----- Dataset rows -----

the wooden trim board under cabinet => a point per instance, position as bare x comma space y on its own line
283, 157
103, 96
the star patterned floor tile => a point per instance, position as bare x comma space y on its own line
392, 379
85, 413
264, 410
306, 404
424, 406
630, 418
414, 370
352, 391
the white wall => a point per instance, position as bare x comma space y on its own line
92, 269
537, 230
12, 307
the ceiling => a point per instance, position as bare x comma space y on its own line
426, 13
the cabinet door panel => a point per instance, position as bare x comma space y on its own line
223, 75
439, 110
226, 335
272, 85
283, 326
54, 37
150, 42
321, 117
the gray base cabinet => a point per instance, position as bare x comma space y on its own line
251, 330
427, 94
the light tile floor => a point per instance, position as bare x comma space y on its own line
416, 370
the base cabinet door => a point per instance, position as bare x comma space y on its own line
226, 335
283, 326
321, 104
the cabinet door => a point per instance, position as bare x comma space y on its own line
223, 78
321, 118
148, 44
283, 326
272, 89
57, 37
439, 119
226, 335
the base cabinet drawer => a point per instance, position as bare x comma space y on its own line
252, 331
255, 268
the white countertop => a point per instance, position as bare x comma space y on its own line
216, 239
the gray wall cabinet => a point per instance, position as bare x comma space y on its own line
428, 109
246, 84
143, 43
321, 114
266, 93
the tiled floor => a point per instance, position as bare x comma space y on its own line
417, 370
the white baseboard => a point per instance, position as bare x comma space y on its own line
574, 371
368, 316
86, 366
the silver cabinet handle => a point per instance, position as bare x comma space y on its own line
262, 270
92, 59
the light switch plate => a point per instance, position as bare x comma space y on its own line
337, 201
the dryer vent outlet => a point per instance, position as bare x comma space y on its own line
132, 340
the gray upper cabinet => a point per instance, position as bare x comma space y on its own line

-----

_Written problem_
Pull out every line from the one with "the base cabinet drawer" to the end of the listing, and output only those.

_The completed task_
the base cabinet drawer => a point per instance, position as bare x comma space y on its own line
252, 331
255, 268
the white countertop => a point per instance, position as bare x comma space y on its own line
216, 239
the gray wall cabinet => a point per instance, position as bare x comma space y on its own line
428, 109
246, 84
143, 43
321, 114
266, 93
the tiled floor => a point per instance, position as bare x comma space y on its own line
417, 370
the white baseboard => a point per instance, position as bare x comma space y on its own line
574, 371
368, 316
86, 366
the silver cabinet handle => a point per instance, position as bare x comma space y on its own line
262, 270
92, 59
the light switch plate => a point per instance, position as bare x comma space y on its own line
337, 201
the dryer vent outlet => a point per instance, position as bare x comma space y on its own line
132, 340
the gray upper cabinet => a point per instance, position as bare x comma space y on its own line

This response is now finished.